[RHEL8,COMMIT] ms/Revert "vfs: Allow userns root to call mknod on owned filesystems."

Submitted by Konstantin Khorenko on Jan. 22, 2020, 2:52 p.m.


Message ID 202001221452.00MEqTWG023478@finist_co8.work.ct
State New
Series "ve/fs: allow to mknod inside a Container"
Headers show

Commit Message

Konstantin Khorenko Jan. 22, 2020, 2:52 p.m.
The commit is pushed to "branch-rh8-4.18.0-80.1.2.vz8.3.x-ovz" and will appear at https://src.openvz.org/scm/ovz/vzkernel.git
after rh8-4.18.0-80.1.2.vz8.3.1
commit 6fa346a6cacc2ecd78be636a972b079ef1f27999
Author: Christian Brauner <christian@brauner.io>
Date:   Thu Jul 5 17:51:20 2018 +0200

    ms/Revert "vfs: Allow userns root to call mknod on owned filesystems."
    This reverts commit 55956b59df336f6738da916dbb520b6e37df9fbd.
    commit 55956b59df33 ("vfs: Allow userns root to call mknod on owned filesystems.")
    enabled mknod() in user namespaces for userns root if CAP_MKNOD is
    available. However, these device nodes are useless since any filesystem
    mounted from a non-initial user namespace will set the SB_I_NODEV flag on
    the filesystem. Now, when a device node s created in a non-initial user
    namespace a call to open() on said device node will fail due to:
    bool may_open_dev(const struct path *path)
            return !(path->mnt->mnt_flags & MNT_NODEV) &&
                    !(path->mnt->mnt_sb->s_iflags & SB_I_NODEV);
    The problem with this is that as of the aforementioned commit mknod()
    creates partially functional device nodes in non-initial user namespaces.
    In particular, it has the consequence that as of the aforementioned commit
    open() will be more privileged with respect to device nodes than mknod().
    Before it was the other way around. Specifically, if mknod() succeeded
    then it was transparent for any userspace application that a fatal error
    must have occured when open() failed.
    All of this breaks multiple userspace workloads and a widespread assumption
    about how to handle mknod(). Basically, all container runtimes and systemd
    live by the slogan "ask for forgiveness not permission" when running user
    namespace workloads. For mknod() the assumption is that if the syscall
    succeeds the device nodes are useable irrespective of whether it succeeds
    in a non-initial user namespace or not. This logic was chosen explicitly
    to allow for the glorious day when mknod() will actually be able to create
    fully functional device nodes in user namespaces.

####

=== PROBLEMS ===
[a] Summarize the kernel patch above in two sentences.
[b] Answer these questions about the kernel patch above:
(i) Who is named as the author of the commit?
(ii) Which flag does any filesystem mounted from a non-initial user namespace set?
(iii) To which series does the patch belong?
[c] Continue the kernel patch commit message from its last sentence.

####

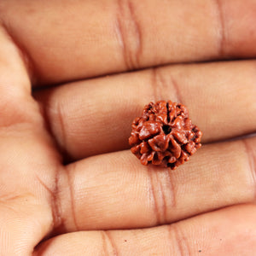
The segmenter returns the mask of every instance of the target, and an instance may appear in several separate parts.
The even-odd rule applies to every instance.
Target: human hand
[[[255,57],[255,10],[2,1],[0,255],[254,254],[256,139],[230,139],[256,130],[255,61],[211,61]],[[143,166],[131,121],[169,99],[203,147],[175,171]]]

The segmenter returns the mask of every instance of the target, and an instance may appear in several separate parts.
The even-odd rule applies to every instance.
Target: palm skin
[[[256,130],[255,62],[210,61],[255,57],[255,9],[3,1],[0,255],[253,255],[255,138],[230,139]],[[204,132],[175,171],[127,149],[160,99]]]

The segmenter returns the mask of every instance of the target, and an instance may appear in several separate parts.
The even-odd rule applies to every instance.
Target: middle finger
[[[170,224],[255,201],[256,137],[202,147],[175,171],[144,166],[129,151],[71,164],[58,186],[67,231]]]
[[[150,101],[189,108],[203,143],[256,131],[255,61],[168,66],[38,92],[72,160],[128,148],[131,124]]]

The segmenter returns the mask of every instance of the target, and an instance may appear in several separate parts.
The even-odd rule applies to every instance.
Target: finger
[[[186,105],[203,143],[216,142],[256,131],[255,63],[170,66],[68,84],[36,98],[73,160],[127,148],[132,119],[150,101]]]
[[[55,84],[171,62],[253,57],[255,8],[253,0],[9,0],[0,12],[30,60],[34,84]]]
[[[51,228],[50,207],[34,173],[49,172],[54,150],[41,134],[22,54],[1,24],[0,45],[0,255],[30,255]]]
[[[69,233],[43,242],[33,256],[253,255],[255,214],[255,206],[236,206],[151,229]]]
[[[129,151],[71,164],[58,186],[63,225],[67,231],[144,228],[253,202],[255,143],[204,146],[176,171],[144,166]]]

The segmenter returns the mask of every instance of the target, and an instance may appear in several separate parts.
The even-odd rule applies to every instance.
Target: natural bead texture
[[[131,127],[131,152],[144,166],[174,170],[201,146],[202,132],[189,119],[187,108],[171,101],[146,105]]]

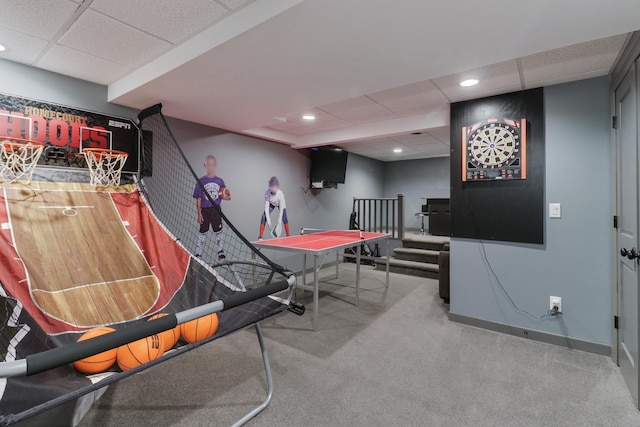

####

=== ANSWERS PROVIDED ===
[a] Konstantin Khorenko submitted a patch that reverts a commit that let userns root call mknod() on owned filesystems when CAP_MKNOD is available. Such device nodes are useless because any filesystem mounted from a non-initial user namespace sets the SB_I_NODEV flag, so open() on them fails; this breaks multiple userspace workloads and the assumption, held by container runtimes and systemd, that a successful mknod() yields usable device nodes.

[b]
(i) Christian Brauner
(ii) SB_I_NODEV
(iii) "ve/fs: allow to mknod inside a Container"

[c]
    A specific problem people are already running into when running 4.18 rc
    kernels are failing systemd services. For any distro that is run in a
    container systemd services started with the PrivateDevices= property set
    will fail to start since the device nodes in question cannot be
    opened (cf. the arguments in [1]).
    Full disclosure, Seth made the very sound argument that it is already
    possible to end up with partially functional device nodes. Any filesystem
    mounted with MS_NODEV set will allow mknod() to succeed but will not allow
    open() to succeed. The difference to the case here is that the MS_NODEV
    case is transparent to userspace since it is an explicitly set mount option
    while the SB_I_NODEV case is an implicit property enforced by the kernel
    and hence opaque to userspace.
    [1]: https://github.com/systemd/systemd/pull/9483
    Signed-off-by: Christian Brauner <christian@brauner.io>
    Cc: "Eric W. Biederman" <ebiederm@xmission.com>
    Cc: Seth Forshee <seth.forshee@canonical.com>
    Cc: Serge Hallyn <serge@hallyn.com>
    Signed-off-by: Linus Torvalds <torvalds@linux-foundation.org>
    Warning: next patch will allow mknod in CT init userns.
    The explanation above is good, but we always had such a behavior (mknod
    succeeds but later open() can fail) and never had a problem because of
    that, so let it be the same until we face the problem.
    Signed-off-by: Konstantin Khorenko <khorenko@virtuozzo.com>
 fs/namei.c | 3 +--
 1 file changed, 1 insertion(+), 2 deletions(-)

Patch hide | download patch | download mbox

diff --git a/fs/namei.c b/fs/namei.c
index fac616427913..07ce37de342a 100644
--- a/fs/namei.c
+++ b/fs/namei.c
@@ -3700,8 +3700,7 @@  int vfs_mknod(struct inode *dir, struct dentry *dentry, umode_t mode, dev_t dev)
 	if (error)
 		return error;
-	if ((S_ISCHR(mode) || S_ISBLK(mode)) &&
-	    !ns_capable(dentry->d_sb->s_user_ns, CAP_MKNOD))
+	if ((S_ISCHR(mode) || S_ISBLK(mode)) && !capable(CAP_MKNOD))
 		return -EPERM;
 	if (!dir->i_op->mknod)